>> begin EXERCISE MATERIAL

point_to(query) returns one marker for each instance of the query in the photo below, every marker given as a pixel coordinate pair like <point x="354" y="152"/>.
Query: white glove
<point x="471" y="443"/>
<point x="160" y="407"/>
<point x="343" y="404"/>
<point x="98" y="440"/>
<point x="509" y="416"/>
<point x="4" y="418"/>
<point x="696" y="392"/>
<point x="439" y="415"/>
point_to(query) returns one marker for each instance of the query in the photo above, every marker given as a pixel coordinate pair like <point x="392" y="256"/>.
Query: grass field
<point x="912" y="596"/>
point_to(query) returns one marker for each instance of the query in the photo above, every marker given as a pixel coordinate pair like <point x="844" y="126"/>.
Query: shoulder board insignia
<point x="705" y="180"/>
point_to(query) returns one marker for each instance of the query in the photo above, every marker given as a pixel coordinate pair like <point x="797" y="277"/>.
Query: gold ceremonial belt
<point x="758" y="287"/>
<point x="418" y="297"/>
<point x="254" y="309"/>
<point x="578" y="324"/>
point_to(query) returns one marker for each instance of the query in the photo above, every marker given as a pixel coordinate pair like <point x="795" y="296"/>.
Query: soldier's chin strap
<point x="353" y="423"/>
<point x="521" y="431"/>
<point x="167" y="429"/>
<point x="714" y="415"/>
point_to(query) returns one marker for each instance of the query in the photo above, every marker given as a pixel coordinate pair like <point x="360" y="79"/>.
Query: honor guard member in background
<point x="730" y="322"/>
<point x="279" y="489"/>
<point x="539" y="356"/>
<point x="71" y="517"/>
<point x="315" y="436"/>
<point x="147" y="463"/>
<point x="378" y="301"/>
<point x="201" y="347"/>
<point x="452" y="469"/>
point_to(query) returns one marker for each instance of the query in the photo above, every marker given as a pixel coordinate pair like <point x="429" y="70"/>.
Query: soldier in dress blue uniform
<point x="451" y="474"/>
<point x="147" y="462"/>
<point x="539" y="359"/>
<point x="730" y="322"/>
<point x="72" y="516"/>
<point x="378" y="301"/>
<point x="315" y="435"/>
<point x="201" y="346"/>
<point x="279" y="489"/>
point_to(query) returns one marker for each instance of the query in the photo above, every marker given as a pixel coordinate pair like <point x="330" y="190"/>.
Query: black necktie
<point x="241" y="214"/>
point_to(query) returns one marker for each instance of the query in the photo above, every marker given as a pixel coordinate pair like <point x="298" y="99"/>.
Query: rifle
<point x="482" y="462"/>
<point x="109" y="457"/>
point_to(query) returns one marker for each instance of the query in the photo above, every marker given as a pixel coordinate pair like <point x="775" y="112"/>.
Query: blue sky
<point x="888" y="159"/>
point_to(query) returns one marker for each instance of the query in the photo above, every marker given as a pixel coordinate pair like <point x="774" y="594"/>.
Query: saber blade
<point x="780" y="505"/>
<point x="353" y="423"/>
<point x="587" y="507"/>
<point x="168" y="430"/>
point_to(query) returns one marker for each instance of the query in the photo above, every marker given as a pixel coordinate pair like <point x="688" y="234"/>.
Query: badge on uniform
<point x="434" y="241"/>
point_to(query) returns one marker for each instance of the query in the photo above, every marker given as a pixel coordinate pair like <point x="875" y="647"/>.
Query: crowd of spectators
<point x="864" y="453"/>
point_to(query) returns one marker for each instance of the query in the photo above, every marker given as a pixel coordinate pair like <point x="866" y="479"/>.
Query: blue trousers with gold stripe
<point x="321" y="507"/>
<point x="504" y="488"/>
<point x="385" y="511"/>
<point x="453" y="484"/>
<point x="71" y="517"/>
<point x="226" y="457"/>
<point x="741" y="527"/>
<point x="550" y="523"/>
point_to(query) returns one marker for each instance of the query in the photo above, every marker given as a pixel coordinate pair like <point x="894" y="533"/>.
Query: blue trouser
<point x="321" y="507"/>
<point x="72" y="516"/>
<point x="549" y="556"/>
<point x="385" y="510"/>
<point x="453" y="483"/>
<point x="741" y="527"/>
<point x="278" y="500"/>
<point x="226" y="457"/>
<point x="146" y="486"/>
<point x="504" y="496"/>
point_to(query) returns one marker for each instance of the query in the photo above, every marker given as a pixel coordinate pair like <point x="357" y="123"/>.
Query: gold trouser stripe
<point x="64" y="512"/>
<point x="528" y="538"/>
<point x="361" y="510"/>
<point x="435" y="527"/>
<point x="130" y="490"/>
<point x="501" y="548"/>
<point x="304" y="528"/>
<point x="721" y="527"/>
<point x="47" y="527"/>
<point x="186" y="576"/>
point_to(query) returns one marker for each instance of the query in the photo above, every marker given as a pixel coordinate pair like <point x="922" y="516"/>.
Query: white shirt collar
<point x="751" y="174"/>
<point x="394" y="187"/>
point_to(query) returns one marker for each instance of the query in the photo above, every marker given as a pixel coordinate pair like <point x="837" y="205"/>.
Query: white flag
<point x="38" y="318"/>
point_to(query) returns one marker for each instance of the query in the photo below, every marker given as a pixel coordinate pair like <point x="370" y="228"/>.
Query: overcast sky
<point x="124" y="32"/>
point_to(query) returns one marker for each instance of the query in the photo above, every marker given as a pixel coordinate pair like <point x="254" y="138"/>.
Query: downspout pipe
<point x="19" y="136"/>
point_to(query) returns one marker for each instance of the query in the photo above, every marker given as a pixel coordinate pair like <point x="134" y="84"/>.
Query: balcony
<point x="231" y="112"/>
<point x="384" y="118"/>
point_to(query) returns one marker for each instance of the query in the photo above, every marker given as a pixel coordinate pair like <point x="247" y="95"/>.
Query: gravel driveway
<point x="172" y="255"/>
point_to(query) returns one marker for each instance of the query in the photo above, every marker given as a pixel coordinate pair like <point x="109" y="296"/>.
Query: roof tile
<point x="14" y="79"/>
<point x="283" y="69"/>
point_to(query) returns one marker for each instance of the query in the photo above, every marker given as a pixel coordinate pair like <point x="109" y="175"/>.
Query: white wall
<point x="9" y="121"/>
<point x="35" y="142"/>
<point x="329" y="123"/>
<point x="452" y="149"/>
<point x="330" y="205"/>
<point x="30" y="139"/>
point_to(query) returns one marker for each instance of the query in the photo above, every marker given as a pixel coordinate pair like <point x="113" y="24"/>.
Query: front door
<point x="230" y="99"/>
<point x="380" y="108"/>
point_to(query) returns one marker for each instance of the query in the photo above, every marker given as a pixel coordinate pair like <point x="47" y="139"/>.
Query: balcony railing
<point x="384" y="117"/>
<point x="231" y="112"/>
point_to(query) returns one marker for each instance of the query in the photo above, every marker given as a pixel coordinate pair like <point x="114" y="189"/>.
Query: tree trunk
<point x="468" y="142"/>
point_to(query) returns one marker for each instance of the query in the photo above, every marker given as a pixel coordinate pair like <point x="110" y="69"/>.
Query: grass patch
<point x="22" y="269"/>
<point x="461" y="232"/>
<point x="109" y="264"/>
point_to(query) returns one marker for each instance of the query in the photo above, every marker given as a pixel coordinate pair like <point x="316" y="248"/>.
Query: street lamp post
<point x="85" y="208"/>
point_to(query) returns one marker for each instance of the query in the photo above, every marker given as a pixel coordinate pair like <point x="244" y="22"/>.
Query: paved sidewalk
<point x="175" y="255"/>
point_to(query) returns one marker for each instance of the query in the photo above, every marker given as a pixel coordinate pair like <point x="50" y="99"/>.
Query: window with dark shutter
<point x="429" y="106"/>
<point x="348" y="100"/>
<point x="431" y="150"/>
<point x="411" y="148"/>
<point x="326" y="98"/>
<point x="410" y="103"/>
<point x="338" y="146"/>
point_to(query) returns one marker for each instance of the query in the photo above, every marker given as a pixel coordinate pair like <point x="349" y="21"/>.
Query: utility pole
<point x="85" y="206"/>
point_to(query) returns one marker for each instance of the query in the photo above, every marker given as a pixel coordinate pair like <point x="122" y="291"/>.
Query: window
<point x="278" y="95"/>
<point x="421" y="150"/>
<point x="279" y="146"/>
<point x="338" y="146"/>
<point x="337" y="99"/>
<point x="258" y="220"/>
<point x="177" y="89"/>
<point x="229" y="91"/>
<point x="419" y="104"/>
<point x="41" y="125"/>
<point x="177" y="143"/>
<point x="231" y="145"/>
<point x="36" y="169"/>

>> end EXERCISE MATERIAL

__WHAT TO PRODUCE__
Please show each line of the listing above that contains the following string, matching case exactly: "below"

__ANSWER TO THIS EXERCISE__
point_to(query) returns one marker for each instance of the query in the photo below, every marker given as a pixel coordinate pair like <point x="354" y="152"/>.
point_to(query) returns one marker for each instance of the query in the photo below, every marker given as a pixel coordinate pair like <point x="370" y="228"/>.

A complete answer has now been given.